** Available data follows **
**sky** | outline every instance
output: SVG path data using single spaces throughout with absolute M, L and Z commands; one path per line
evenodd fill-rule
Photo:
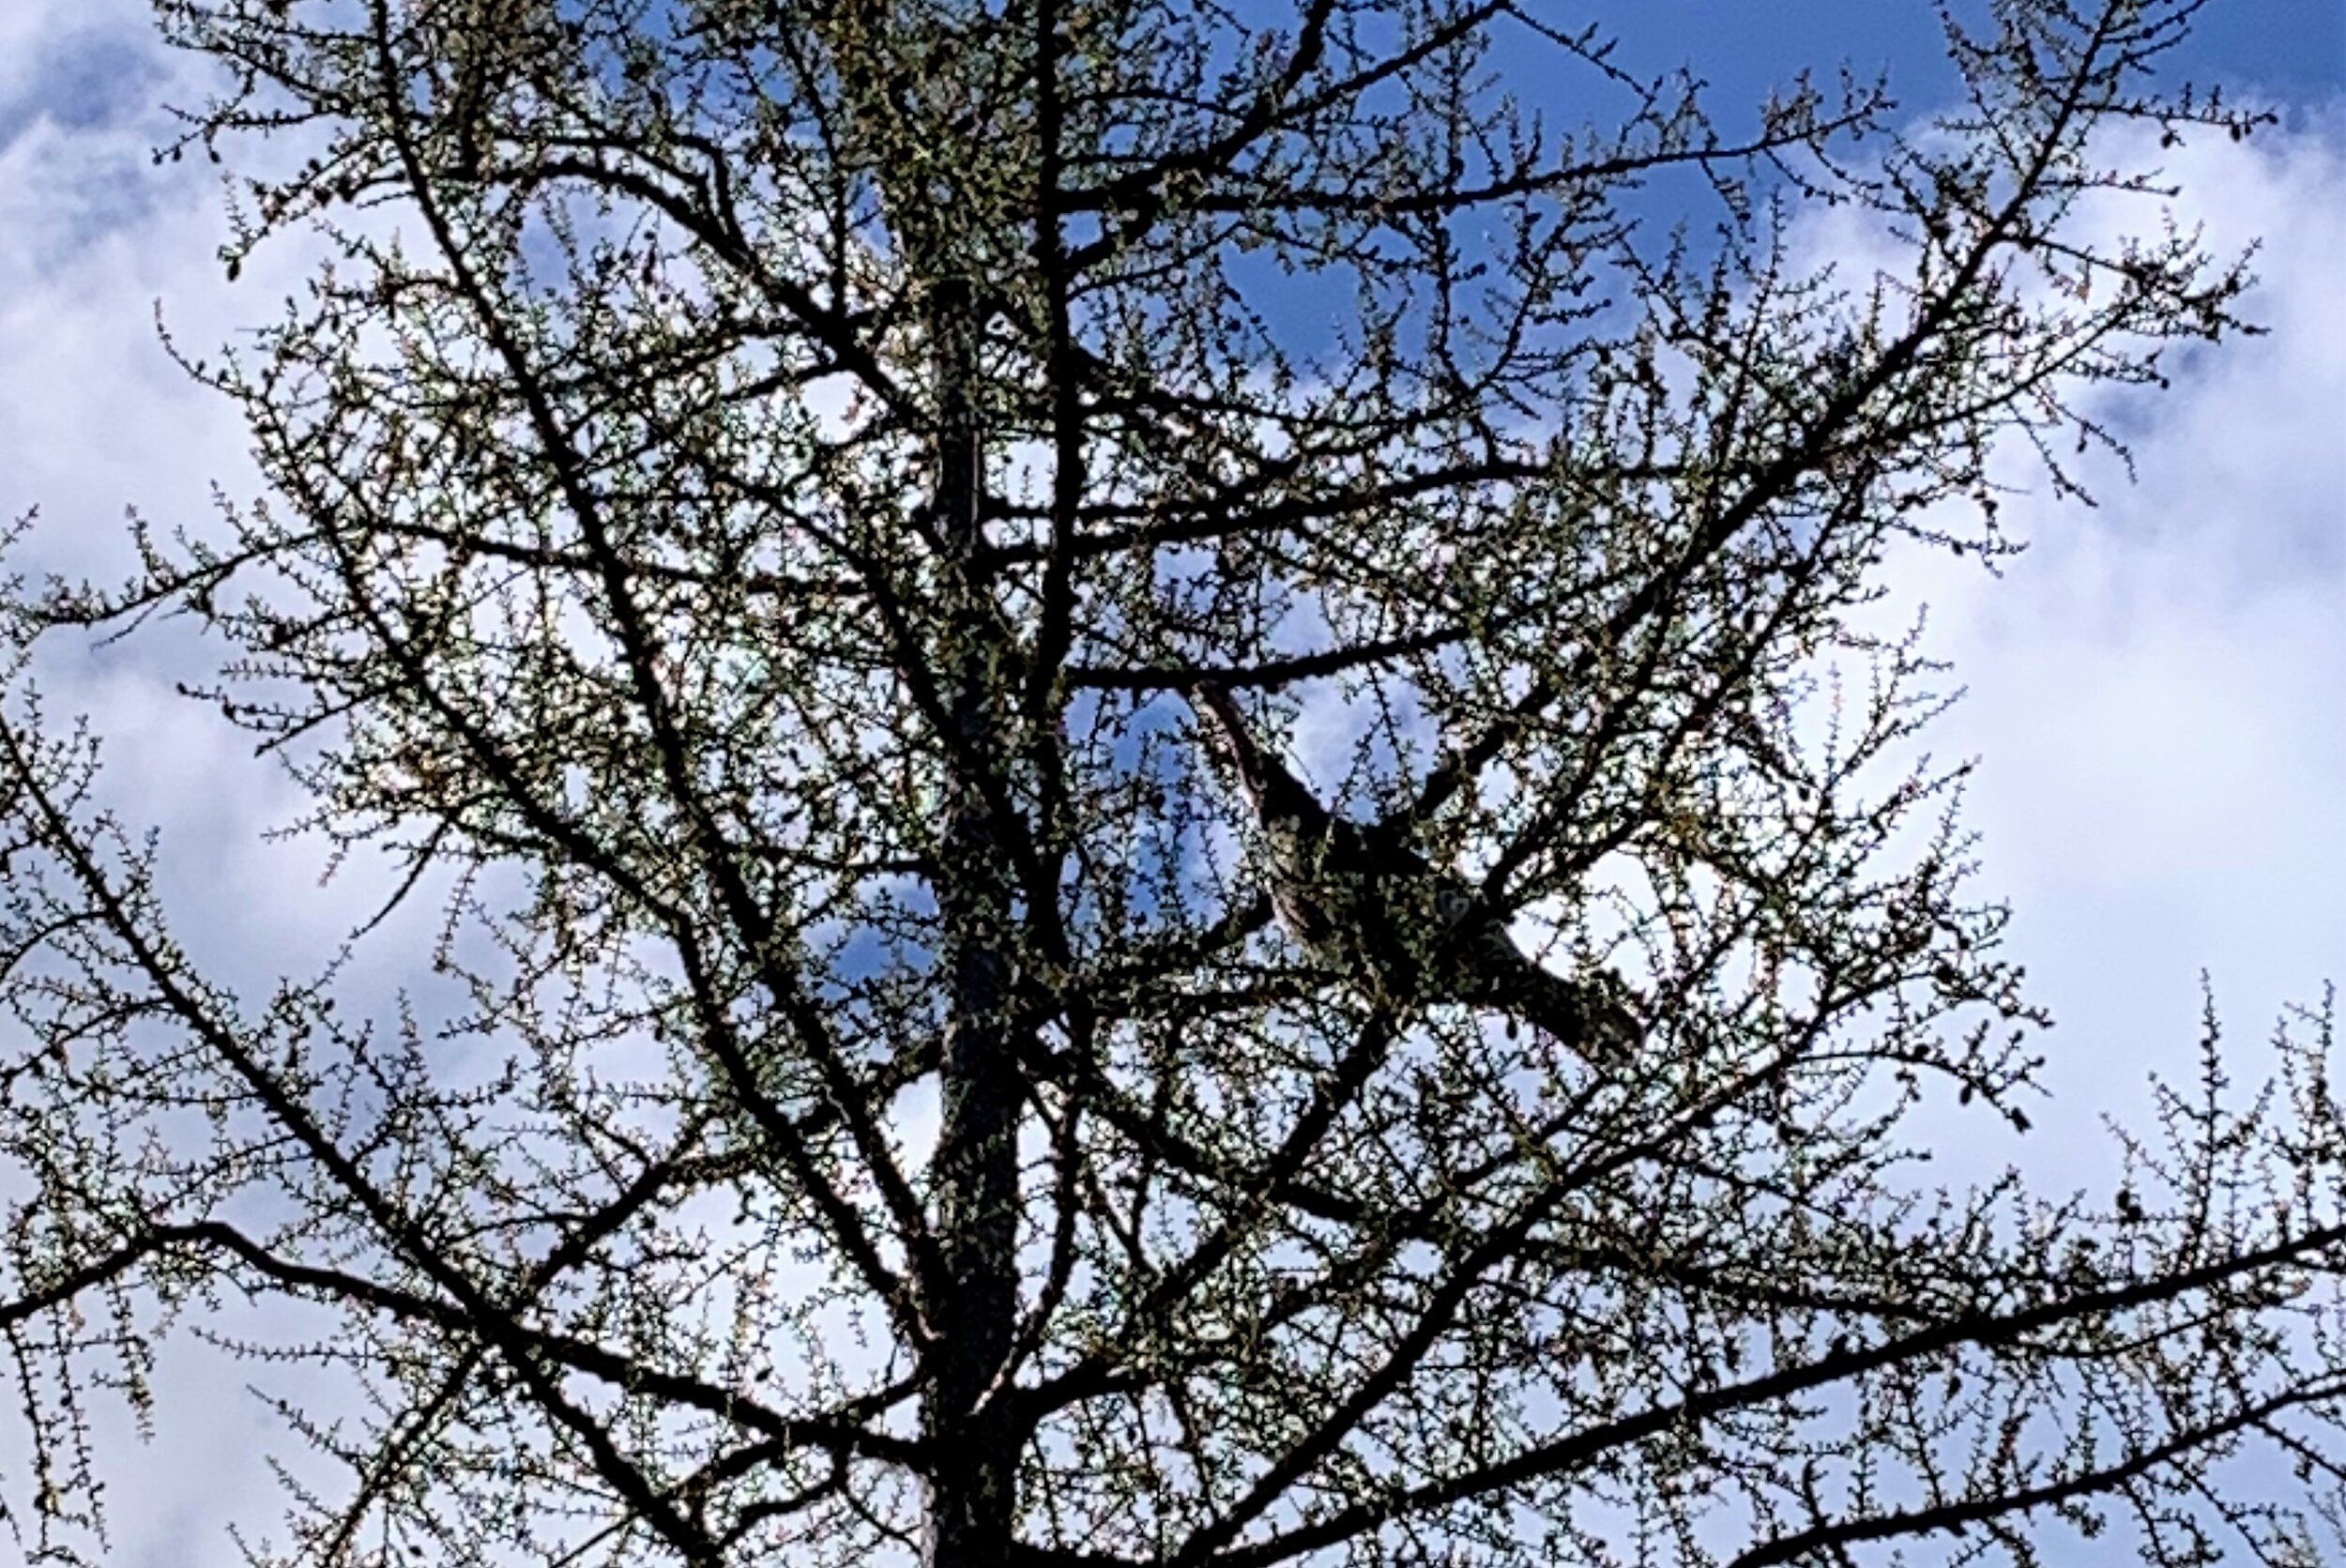
M 1931 107 L 1923 6 L 1624 9 L 1628 63 L 1697 59 L 1730 97 L 1846 53 L 1914 68 L 1901 101 Z M 157 311 L 201 352 L 306 265 L 265 252 L 225 284 L 210 172 L 147 158 L 159 103 L 184 88 L 147 27 L 130 0 L 0 0 L 0 515 L 42 518 L 20 568 L 102 574 L 123 558 L 126 506 L 200 523 L 214 481 L 250 489 L 232 412 L 165 359 Z M 1984 884 L 2011 901 L 2013 947 L 2056 1019 L 2044 1130 L 1965 1157 L 2056 1185 L 2106 1176 L 2097 1119 L 2139 1120 L 2148 1071 L 2190 1070 L 2203 972 L 2244 1077 L 2286 1007 L 2346 978 L 2346 7 L 2216 0 L 2183 63 L 2282 114 L 2246 144 L 2161 155 L 2187 191 L 2179 216 L 2218 250 L 2262 236 L 2249 310 L 2270 334 L 2129 405 L 2137 478 L 2102 475 L 2097 508 L 2017 504 L 2031 548 L 2000 579 L 1893 563 L 1898 606 L 1927 606 L 1929 646 L 1968 688 L 1936 745 L 1982 758 L 1968 815 Z M 54 660 L 48 680 L 55 709 L 108 737 L 117 803 L 163 828 L 196 956 L 257 979 L 323 956 L 351 890 L 313 885 L 314 848 L 259 841 L 297 802 L 173 694 L 200 651 L 166 629 Z M 119 1451 L 117 1560 L 212 1568 L 236 1560 L 223 1521 L 274 1517 L 243 1379 L 171 1369 L 154 1444 Z M 0 1469 L 14 1453 L 0 1439 Z M 11 1552 L 0 1540 L 0 1568 Z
** End of Available data **
Task brief.
Exactly repeat the lines running from the top of the listing to the line bearing "evenodd fill-rule", both of those lines included, and only them.

Answer area.
**sky** | outline every instance
output: SVG path data using single spaces throughout with absolute M, L and Z commands; one path per line
evenodd fill-rule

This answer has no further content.